### Supplied material
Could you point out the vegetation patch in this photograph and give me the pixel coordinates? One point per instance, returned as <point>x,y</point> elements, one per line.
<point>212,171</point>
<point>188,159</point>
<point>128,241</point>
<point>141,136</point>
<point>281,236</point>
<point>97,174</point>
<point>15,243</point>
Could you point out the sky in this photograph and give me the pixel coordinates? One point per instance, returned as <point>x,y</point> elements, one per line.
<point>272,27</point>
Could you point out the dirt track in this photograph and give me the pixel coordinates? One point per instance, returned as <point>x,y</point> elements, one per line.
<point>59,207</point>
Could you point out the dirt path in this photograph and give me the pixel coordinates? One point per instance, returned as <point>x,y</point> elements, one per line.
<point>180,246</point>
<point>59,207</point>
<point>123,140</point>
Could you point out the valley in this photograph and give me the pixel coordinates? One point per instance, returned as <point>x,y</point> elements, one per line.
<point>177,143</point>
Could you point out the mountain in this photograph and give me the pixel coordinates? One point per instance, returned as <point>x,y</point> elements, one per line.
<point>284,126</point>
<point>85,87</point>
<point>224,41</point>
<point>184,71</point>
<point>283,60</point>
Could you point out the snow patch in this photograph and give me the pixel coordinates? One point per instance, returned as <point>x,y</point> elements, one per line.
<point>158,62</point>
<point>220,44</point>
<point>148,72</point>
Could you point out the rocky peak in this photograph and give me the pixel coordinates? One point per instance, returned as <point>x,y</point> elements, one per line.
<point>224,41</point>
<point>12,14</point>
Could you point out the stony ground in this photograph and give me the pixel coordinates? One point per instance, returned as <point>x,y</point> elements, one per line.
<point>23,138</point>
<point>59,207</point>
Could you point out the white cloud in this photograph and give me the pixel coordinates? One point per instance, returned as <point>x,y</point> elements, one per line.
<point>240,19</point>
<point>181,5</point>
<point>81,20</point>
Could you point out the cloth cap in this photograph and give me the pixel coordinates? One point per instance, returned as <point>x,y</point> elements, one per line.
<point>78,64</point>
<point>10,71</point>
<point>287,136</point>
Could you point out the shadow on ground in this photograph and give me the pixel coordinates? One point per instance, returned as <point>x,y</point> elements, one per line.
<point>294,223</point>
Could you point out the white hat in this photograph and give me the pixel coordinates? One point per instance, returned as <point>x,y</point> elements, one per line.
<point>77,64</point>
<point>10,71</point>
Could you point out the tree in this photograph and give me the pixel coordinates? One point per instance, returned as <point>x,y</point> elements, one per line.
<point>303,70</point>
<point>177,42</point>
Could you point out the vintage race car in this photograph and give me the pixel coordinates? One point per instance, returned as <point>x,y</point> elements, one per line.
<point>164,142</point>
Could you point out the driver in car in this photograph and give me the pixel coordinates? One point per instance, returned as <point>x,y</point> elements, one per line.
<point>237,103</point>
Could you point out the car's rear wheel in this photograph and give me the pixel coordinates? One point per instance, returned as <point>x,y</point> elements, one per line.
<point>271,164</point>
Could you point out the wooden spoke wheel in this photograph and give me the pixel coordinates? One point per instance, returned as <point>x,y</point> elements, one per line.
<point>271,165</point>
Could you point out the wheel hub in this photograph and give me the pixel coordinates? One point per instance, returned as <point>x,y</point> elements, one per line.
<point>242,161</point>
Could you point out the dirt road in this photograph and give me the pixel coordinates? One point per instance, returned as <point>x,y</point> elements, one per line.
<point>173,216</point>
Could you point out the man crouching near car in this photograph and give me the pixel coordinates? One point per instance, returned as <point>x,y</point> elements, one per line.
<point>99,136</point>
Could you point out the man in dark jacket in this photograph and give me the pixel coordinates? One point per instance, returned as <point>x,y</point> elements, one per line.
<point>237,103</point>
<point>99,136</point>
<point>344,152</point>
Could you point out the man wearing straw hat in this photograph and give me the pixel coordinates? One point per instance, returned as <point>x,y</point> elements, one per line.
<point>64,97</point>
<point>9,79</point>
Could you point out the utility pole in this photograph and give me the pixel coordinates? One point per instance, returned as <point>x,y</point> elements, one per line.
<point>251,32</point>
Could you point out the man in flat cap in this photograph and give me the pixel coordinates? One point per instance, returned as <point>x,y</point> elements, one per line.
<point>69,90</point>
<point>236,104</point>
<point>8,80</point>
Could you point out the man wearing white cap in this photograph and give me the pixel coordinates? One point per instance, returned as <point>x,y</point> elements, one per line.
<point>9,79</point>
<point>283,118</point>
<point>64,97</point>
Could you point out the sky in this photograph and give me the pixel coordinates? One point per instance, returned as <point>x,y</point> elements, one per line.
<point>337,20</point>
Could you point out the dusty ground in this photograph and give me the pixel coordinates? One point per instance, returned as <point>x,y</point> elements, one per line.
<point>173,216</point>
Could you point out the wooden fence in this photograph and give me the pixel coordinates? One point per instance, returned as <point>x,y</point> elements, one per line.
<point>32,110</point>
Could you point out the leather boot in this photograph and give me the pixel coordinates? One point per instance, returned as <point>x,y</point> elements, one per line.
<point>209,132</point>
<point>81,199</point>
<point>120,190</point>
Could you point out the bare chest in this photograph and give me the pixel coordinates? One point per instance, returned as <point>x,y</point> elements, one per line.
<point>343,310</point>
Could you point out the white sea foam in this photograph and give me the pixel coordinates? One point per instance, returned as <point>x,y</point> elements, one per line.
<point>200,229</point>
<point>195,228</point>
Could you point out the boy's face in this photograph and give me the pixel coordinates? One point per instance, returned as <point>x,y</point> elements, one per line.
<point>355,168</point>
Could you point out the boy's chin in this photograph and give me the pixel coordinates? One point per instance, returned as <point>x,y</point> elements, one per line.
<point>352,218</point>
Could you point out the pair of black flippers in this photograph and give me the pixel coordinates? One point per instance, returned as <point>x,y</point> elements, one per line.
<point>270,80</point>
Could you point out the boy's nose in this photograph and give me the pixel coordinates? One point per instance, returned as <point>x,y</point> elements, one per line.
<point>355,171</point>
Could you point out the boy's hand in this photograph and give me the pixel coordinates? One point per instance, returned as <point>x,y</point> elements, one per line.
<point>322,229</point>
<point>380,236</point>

### Given exercise
Convert all of the entries above into a numbered list, with each line as its own item and any blank lines dropped.

### The completed task
1. Could you point out the vegetation patch in this photograph and give me the pixel coordinates? One point per instance, returned as <point>x,y</point> elements, one per line.
2. <point>212,171</point>
3. <point>188,159</point>
4. <point>128,241</point>
5. <point>141,136</point>
6. <point>281,236</point>
7. <point>97,174</point>
8. <point>15,243</point>
9. Could you point out the sky in this photograph and give me the pixel coordinates? One point per instance, returned as <point>x,y</point> elements, one per line.
10. <point>272,27</point>
11. Could you point out the dirt track in this photograph and give me the pixel coordinates? One point per instance, returned as <point>x,y</point> elements, one per line.
12. <point>59,207</point>
13. Could you point out the dirt path in this photograph and give me the pixel coordinates? One point per instance, returned as <point>x,y</point> elements, one per line.
14. <point>180,246</point>
15. <point>59,207</point>
16. <point>123,140</point>
17. Could you point out the valley in this photograph and give me the pixel coordinates? One point per instance, returned as <point>x,y</point> elements, one per line.
18. <point>177,143</point>
19. Could you point out the mountain in this photograph and give me the pixel coordinates? One point per instance, returned as <point>x,y</point> elements, one per line.
20. <point>284,126</point>
21. <point>85,87</point>
22. <point>224,41</point>
23. <point>184,71</point>
24. <point>283,60</point>
25. Could you point out the snow patch in this photograph and give me the pixel coordinates? One point per instance, returned as <point>x,y</point> elements, one per line.
26. <point>158,62</point>
27. <point>220,44</point>
28. <point>148,72</point>
29. Could you point out the rocky peak in this photograph and give me the pixel coordinates? One point per instance, returned as <point>x,y</point> elements, one per line.
30. <point>224,41</point>
31. <point>12,14</point>
32. Could you point out the stony ground in this photograph and give me the pixel coordinates? One point per instance, returned as <point>x,y</point> elements, one per line.
33. <point>23,138</point>
34. <point>59,207</point>
35. Could you point out the white cloud in this photograph and give me the pixel coordinates? One point per instance, returned as <point>x,y</point> elements, one per line.
36. <point>240,19</point>
37. <point>181,5</point>
38. <point>81,20</point>
39. Could you point out the cloth cap in this photograph and give me the pixel coordinates? One point per instance, returned as <point>x,y</point> elements, one per line.
40. <point>78,64</point>
41. <point>10,71</point>
42. <point>287,136</point>
43. Could you point out the shadow on ground in this photograph and give me the pixel coordinates? One point per instance, returned as <point>x,y</point> elements, one per line.
44. <point>294,223</point>
45. Could you point out the white hat in this photograph and give me the pixel coordinates? One point per instance, returned as <point>x,y</point> elements, one per line.
46. <point>77,64</point>
47. <point>10,71</point>
48. Could you point out the tree in this photograph and give me the pixel coordinates? One point per instance, returned as <point>x,y</point> elements, one per line.
49. <point>303,70</point>
50. <point>177,42</point>
51. Could you point out the vintage race car in this photograph and give me the pixel coordinates? One point per instance, returned as <point>x,y</point> elements, one per line.
52. <point>164,142</point>
53. Could you point out the driver in car in this photograph and give me the pixel coordinates? One point per instance, returned as <point>x,y</point> elements, one per line.
54. <point>237,103</point>
55. Could you point out the car's rear wheel in this photograph and give me the pixel coordinates? One point per instance, returned as <point>x,y</point> elements, one per line.
56. <point>271,164</point>
57. Could you point out the wooden spoke wheel in this photograph and give me the pixel coordinates? One point per instance, returned as <point>x,y</point> elements, one per line.
58. <point>271,165</point>
59. Could you point out the wheel hub in this photograph and give me the pixel coordinates? One point per instance, returned as <point>x,y</point> elements, one per line.
60. <point>242,161</point>
61. Could you point out the dirt road in this photograph and give me the pixel coordinates? One point per instance, returned as <point>x,y</point> elements, one per line.
62. <point>173,216</point>
63. Could you point out the man crouching near car in this photograph and give me the pixel coordinates? One point per instance, returned as <point>x,y</point> elements, one per line.
64. <point>99,136</point>
65. Could you point out the man in dark jacket in this photograph and give me the pixel coordinates? One point per instance, returned as <point>x,y</point> elements, one per line.
66. <point>237,103</point>
67. <point>99,136</point>
68. <point>344,152</point>
69. Could you point out the man wearing straw hat in this photograph and give me the pixel coordinates? One point per instance, returned as <point>x,y</point> elements, one per line.
70. <point>64,97</point>
71. <point>9,79</point>
72. Could you point out the utility pole in this photograph and give me the pixel coordinates? One point per instance, returned as <point>x,y</point> elements, one per line.
73. <point>251,32</point>
74. Could you point out the man in flat cap in this photograph and give me the pixel coordinates? One point per instance, returned as <point>x,y</point> elements, one per line.
75. <point>69,90</point>
76. <point>236,104</point>
77. <point>8,80</point>
78. Could you point out the man wearing white cap in this photograph and give me the pixel coordinates? One point per instance, returned as <point>x,y</point> elements, one per line.
79. <point>9,79</point>
80. <point>283,118</point>
81. <point>64,97</point>
82. Could you point out the sky in this photograph and give me the pixel coordinates? One point per instance, returned as <point>x,y</point> elements, one per line.
83. <point>337,20</point>
84. Could you point out the dusty ground in this photograph and give me the pixel coordinates? One point per instance, returned as <point>x,y</point> elements, one per line.
85. <point>173,216</point>
86. Could you point out the wooden fence in this photograph and give me the pixel coordinates? One point per instance, returned as <point>x,y</point> elements, one per line.
87. <point>32,110</point>
88. Could you point out the leather boot in this photograph and give me the pixel coordinates? One point per instance, returned as <point>x,y</point> elements, one per line.
89. <point>209,132</point>
90. <point>81,199</point>
91. <point>120,190</point>
92. Could you point out the bare chest in this photograph and give me the pixel coordinates? One point per instance, returned as <point>x,y</point> elements, one per line.
93. <point>343,310</point>
94. Could you point out the white sea foam in this photograph and give me the pixel coordinates? One point per instance, returned as <point>x,y</point> elements, one per line.
95. <point>200,229</point>
96. <point>195,228</point>
97. Could you point out the boy's face in this photograph and give me the pixel coordinates? One point per instance, returned as <point>x,y</point> elements, one per line.
98. <point>355,168</point>
99. Could you point out the boy's chin in this photograph and give me the pixel coordinates? One point per instance, returned as <point>x,y</point> elements, one per line.
100. <point>352,218</point>
101. Could you point out the pair of black flippers in this photograph and give me the pixel coordinates? One point per instance, returned as <point>x,y</point> elements, one per line.
102. <point>270,80</point>
103. Could you point out the boy's nose in this photograph and give me the pixel coordinates? One point per instance, returned as <point>x,y</point> elements, one per line.
104. <point>355,171</point>
105. Could you point out the boy's hand in this photograph and give me the pixel coordinates? One point per instance, returned as <point>x,y</point> elements, one per line.
106. <point>322,229</point>
107. <point>380,236</point>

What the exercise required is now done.